▶ [What you should do]:
From the data below, pull out every line that contains the word "tree". Copy each of those lines unchanged, in the order it appears.

▶ [Record list]:
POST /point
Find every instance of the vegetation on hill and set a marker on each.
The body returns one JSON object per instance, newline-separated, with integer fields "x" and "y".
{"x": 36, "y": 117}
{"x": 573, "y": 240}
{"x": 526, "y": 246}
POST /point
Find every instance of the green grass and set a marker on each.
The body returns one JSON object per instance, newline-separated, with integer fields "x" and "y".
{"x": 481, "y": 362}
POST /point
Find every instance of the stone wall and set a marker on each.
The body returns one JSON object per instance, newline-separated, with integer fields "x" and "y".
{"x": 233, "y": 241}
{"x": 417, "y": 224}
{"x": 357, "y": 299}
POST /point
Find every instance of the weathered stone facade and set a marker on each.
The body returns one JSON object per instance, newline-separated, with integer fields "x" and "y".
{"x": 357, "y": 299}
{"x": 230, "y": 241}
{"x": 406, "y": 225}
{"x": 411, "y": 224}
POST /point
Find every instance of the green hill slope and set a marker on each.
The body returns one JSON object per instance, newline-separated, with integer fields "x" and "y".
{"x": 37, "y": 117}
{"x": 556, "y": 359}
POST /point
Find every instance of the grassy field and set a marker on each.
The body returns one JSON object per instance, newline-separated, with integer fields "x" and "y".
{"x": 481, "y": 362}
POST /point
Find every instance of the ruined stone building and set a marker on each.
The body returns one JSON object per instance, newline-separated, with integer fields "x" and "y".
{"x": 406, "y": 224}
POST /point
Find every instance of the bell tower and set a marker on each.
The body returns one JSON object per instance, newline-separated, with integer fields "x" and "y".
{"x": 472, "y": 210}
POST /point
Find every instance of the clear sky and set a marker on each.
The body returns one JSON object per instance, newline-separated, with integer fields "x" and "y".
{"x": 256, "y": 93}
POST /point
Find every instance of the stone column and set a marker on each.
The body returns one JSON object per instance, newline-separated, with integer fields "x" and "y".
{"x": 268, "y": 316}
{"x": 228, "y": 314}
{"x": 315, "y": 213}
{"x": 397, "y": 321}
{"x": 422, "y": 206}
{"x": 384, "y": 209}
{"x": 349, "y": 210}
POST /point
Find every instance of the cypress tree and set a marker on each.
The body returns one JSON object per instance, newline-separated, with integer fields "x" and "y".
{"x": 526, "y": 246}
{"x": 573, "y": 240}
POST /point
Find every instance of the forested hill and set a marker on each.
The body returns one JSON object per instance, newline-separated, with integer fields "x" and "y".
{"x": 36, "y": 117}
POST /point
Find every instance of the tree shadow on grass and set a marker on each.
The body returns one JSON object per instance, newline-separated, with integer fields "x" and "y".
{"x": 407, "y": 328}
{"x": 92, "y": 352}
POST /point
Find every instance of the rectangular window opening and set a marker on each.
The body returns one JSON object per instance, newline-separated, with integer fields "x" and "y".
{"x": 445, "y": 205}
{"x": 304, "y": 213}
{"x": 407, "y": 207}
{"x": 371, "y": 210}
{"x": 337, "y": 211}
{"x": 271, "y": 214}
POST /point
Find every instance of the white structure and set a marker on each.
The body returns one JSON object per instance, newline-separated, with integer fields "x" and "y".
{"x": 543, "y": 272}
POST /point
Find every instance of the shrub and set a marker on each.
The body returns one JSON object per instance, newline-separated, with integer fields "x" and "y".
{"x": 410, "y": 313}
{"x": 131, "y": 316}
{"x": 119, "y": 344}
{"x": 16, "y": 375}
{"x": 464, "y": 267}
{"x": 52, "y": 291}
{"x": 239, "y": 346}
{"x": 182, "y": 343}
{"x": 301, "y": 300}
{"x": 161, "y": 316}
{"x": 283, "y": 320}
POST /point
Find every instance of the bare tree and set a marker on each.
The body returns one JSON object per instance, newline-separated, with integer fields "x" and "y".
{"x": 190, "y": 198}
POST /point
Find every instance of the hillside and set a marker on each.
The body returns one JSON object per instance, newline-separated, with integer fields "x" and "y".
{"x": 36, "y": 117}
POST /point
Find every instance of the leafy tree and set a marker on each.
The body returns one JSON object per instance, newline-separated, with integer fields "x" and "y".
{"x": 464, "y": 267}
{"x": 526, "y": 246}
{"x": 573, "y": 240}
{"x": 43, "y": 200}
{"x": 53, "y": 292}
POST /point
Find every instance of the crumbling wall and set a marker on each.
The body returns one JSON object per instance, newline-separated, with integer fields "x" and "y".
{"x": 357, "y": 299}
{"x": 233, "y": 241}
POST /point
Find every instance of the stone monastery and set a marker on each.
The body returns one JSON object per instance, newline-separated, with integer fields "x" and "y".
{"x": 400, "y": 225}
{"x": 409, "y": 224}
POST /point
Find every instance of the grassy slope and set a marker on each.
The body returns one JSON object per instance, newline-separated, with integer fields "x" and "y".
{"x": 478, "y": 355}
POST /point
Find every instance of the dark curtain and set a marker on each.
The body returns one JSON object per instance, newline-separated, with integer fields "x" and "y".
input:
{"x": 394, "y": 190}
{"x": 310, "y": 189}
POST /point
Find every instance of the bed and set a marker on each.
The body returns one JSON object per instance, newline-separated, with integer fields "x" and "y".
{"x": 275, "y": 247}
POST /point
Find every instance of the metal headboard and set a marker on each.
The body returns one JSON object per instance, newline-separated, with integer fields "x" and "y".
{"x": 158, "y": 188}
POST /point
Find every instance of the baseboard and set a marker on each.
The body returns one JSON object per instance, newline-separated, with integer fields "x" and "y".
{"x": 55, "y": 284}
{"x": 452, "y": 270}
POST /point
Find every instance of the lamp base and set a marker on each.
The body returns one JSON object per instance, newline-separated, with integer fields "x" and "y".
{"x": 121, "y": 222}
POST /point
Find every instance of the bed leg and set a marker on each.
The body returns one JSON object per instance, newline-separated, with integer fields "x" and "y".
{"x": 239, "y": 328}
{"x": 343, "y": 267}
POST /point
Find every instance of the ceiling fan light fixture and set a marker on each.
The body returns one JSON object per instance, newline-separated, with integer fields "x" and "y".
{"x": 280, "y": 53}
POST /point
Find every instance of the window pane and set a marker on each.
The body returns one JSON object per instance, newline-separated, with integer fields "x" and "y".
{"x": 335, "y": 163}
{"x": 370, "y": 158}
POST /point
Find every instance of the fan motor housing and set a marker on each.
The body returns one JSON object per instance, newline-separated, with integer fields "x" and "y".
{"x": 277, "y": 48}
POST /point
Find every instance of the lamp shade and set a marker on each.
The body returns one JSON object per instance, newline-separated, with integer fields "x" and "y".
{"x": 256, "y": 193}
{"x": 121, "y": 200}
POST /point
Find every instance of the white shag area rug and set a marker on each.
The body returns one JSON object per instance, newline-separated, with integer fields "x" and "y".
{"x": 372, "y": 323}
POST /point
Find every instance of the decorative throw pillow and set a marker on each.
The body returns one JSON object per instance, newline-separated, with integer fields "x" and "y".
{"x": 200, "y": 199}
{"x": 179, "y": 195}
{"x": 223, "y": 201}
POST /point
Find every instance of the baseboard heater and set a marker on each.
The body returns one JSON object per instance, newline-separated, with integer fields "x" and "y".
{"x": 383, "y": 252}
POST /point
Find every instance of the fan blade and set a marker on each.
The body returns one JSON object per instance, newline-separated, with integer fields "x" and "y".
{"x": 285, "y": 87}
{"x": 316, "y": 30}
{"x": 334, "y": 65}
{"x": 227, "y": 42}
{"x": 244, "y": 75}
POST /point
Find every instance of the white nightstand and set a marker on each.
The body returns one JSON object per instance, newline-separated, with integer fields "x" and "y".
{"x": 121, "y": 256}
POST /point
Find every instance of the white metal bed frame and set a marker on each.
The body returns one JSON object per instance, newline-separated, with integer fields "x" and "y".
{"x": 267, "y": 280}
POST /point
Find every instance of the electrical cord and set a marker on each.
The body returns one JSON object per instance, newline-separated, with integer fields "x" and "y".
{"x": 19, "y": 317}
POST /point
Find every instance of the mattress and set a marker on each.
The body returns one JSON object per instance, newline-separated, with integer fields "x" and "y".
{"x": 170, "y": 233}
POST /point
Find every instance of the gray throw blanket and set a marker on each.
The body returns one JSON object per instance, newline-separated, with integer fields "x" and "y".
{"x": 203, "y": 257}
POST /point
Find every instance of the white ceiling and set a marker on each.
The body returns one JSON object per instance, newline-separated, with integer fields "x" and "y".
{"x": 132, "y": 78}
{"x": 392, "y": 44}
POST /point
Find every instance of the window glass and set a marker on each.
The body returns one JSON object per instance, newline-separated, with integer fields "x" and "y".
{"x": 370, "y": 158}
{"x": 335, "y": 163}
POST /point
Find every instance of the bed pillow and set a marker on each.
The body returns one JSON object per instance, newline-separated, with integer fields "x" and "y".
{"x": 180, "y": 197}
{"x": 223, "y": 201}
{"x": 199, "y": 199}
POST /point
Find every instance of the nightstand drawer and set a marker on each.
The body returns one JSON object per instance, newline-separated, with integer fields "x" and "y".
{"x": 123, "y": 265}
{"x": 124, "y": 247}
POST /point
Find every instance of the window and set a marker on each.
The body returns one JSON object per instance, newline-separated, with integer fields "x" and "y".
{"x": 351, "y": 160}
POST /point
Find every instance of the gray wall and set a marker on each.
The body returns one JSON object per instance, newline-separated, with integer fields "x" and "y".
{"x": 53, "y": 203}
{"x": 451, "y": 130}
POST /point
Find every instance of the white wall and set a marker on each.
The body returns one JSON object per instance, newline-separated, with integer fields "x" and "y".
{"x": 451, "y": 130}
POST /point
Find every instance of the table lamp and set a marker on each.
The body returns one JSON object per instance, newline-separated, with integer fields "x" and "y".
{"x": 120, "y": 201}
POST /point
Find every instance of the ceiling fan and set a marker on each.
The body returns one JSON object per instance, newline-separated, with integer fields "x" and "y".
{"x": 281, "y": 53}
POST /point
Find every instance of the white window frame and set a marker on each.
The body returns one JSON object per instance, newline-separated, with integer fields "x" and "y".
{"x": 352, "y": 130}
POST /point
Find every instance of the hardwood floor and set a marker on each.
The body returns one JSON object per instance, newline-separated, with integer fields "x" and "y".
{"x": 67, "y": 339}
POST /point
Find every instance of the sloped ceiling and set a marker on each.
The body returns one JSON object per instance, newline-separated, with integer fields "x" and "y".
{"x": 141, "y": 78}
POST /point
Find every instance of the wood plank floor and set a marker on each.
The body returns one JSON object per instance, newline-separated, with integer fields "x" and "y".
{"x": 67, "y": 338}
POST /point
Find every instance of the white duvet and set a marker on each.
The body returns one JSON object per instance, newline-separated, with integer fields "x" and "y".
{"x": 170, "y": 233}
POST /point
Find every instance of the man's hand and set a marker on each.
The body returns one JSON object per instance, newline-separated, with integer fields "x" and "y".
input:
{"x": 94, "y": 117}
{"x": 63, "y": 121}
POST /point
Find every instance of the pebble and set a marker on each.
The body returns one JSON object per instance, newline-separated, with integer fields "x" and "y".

▶ [Finished exercise]:
Find every instance of the cypress tree and set a marker on each.
Find every instance of the tree shadow on grass and set a marker on each.
Find every instance of the bare tree and set a marker on each.
Find every instance of the leafy tree and set a marker on each.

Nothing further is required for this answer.